* _TASK ITEM 1_: Reproduce the part of the CodeGraph workflows reference from "# Result structure" to "scenario-specific handler execution.".
* _TASK ITEM 2_: In the CodeGraph workflows reference, in which file is MultiScenarioCopilot located?
* _TASK ITEM 3_: Write the next part of the CodeGraph workflows reference, picking up after its final sentence.

* _EXERCISE PASSAGE_:
────────────────────

Workflows Reference

Workflows Reference

Documentation for CodeGraph’s workflow system.

Table of Contents

Workflow Architecture

CodeGraph uses LangGraph for workflow orchestration. All queries flow through a single entry point — MultiScenarioCopilot — which classifies intent and routes to the appropriate scenario workflow.

                    ┌──────────────────┐
                    │   Entry Point    │
                    │   (User Query)   │
                    └────────┬─────────┘
                             │
                    ┌────────▼─────────┐
                    │  Intent Classify  │
                    │ (Keyword + LLM)  │
                    └────────┬─────────┘
                             │
                    ┌────────▼─────────┐
                    │  Scenario Router  │
                    │ (21 scenarios)   │
                    └────────┬─────────┘
                             │
              ┌──────────────┼──────────────┐
              │              │              │
     ┌────────▼───┐  ┌──────▼─────┐  ┌────▼────────┐
     │  Security  │  │ Onboarding │  │  Perf / ... │
     │  Workflow  │  │  Workflow  │  │  Workflows  │
     └────────┬───┘  └──────┬─────┘  └────┬────────┘
              │              │              │
              └──────────────┼──────────────┘
                             │
                    ┌────────▼─────────┐
                    │    Output        │
                    │  (Answer +       │
                    │   Evidence)      │
                    └──────────────────┘

MultiScenarioCopilot

The main entry point for all workflow execution.

Location: src/workflow/orchestration/copilot.py (re-exported from src/workflow/)

from src.workflow import MultiScenarioCopilot

copilot = MultiScenarioCopilot()

# Auto-detect scenario from query
result = copilot.run("Find SQL injection vulnerabilities")

# Force a specific scenario
result = copilot.run(
    "Analyze this module",
    context={"scenario_id": "scenario_2"}
)

# Result structure
{
    'query': 'Find SQL injection vulnerabilities',
    'intent': 'security_audit',
    'scenario_id': 'scenario_2',
    'confidence': 0.92,
    'answer': 'Found 3 potential SQL injection...',
    'evidence': ['Function exec_simple_query at line 142...'],
    'metadata': {...}
}

The copilot builds a LangGraph graph internally via build_multi_scenario_graph(), which wires together intent classification, scenario routing, and scenario-specific handler execution.

Workflow State

MultiScenarioState

All workflows share MultiScenarioState, a TypedDict that flows through the LangGraph nodes.

────────────────────

* _DATASET EXCERPTS_:
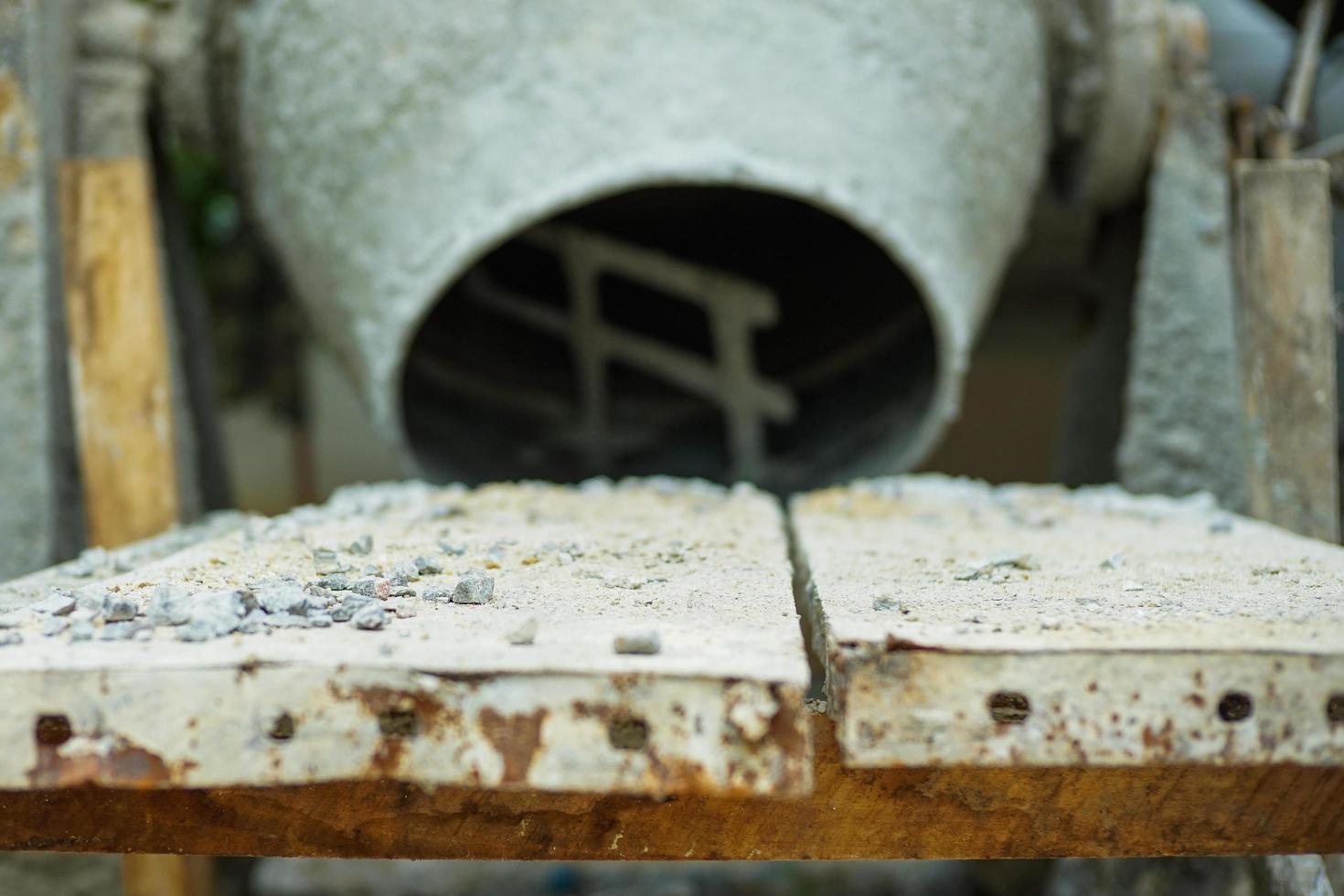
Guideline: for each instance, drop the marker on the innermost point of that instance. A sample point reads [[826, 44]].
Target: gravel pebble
[[369, 618], [58, 602], [119, 609], [169, 606], [474, 587], [638, 643]]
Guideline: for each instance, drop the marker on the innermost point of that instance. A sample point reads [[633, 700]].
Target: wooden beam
[[122, 391], [890, 813], [1283, 242], [119, 349]]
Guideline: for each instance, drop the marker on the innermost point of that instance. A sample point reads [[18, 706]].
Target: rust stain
[[125, 764], [19, 151], [517, 738], [1160, 741]]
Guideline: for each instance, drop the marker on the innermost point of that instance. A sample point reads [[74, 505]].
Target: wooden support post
[[119, 349], [120, 392], [1284, 257]]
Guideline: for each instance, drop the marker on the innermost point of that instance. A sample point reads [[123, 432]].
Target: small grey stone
[[474, 587], [374, 587], [352, 604], [523, 635], [169, 606], [638, 643], [254, 623], [58, 602], [119, 632], [222, 610], [91, 600], [403, 572], [283, 600], [320, 597], [369, 618], [120, 609]]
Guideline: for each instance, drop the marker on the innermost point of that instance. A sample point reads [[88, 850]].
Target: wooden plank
[[441, 696], [119, 349], [1034, 626], [887, 813], [1284, 251], [122, 387]]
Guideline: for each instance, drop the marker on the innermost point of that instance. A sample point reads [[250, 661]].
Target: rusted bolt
[[53, 731], [626, 732], [398, 723], [281, 727], [1235, 707], [1008, 707], [1335, 709]]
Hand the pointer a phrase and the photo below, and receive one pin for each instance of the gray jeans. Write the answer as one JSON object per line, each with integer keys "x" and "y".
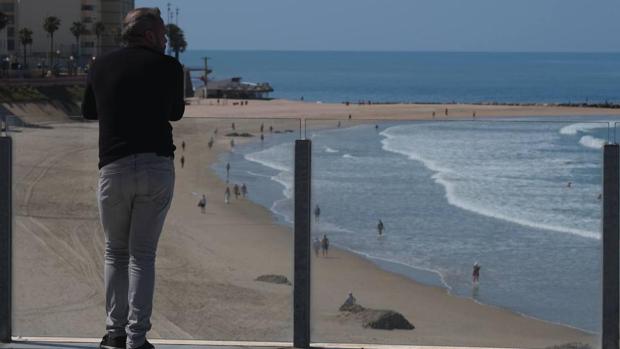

────────────────────

* _ANSWER 1_:
# Result structure
{
    'query': 'Find SQL injection vulnerabilities',
    'intent': 'security_audit',
    'scenario_id': 'scenario_2',
    'confidence': 0.92,
    'answer': 'Found 3 potential SQL injection...',
    'evidence': ['Function exec_simple_query at line 142...'],
    'metadata': {...}
}

The copilot builds a LangGraph graph internally via build_multi_scenario_graph(), which wires together intent classification, scenario routing, and scenario-specific handler execution.

* _ANSWER 2_: src/workflow/orchestration/copilot.py, re-exported from src/workflow/.

* _ANSWER 3_:
Location: src/workflow/state.py

from typing import Any, Dict, List, Optional, TypedDict

class MultiScenarioState(TypedDict):
    # Input
    query: str
    context: Optional[Dict[str, Any]]
    language: Optional[str]               # "en" or "ru"

    # Intent Classification
    intent: Optional[str]                 # e.g., "security_audit"
    scenario_id: Optional[str]            # e.g., "scenario_2"
    confidence: Optional[float]           # 0.0–1.0
    classification_method: Optional[str]  # "keyword" or "llm"

    # CPG Data
    cpg_results: Optional[List[Dict]]
    subsystems: Optional[List[str]]
    methods: Optional[List[Dict]]
    call_graph: Optional[Any]

    # Output
    answer: Optional[str]
    evidence: Optional[List[str]]
    metadata: Optional[Dict[str, Any]]
    retrieved_functions: Optional[List[str]]

    # Error Handling
    error: Optional[str]
    retry_count: int

    # Workflow Configuration
    enrichment_config: Optional[Dict[str, Any]]
    vector_store: Optional[Any]

Create initial state with the helper:

from src.workflow.state import create_initial_state

state = create_initial_state(
    query="Find memory leaks",
    language="en",
    context={"subsystem": "executor"}
)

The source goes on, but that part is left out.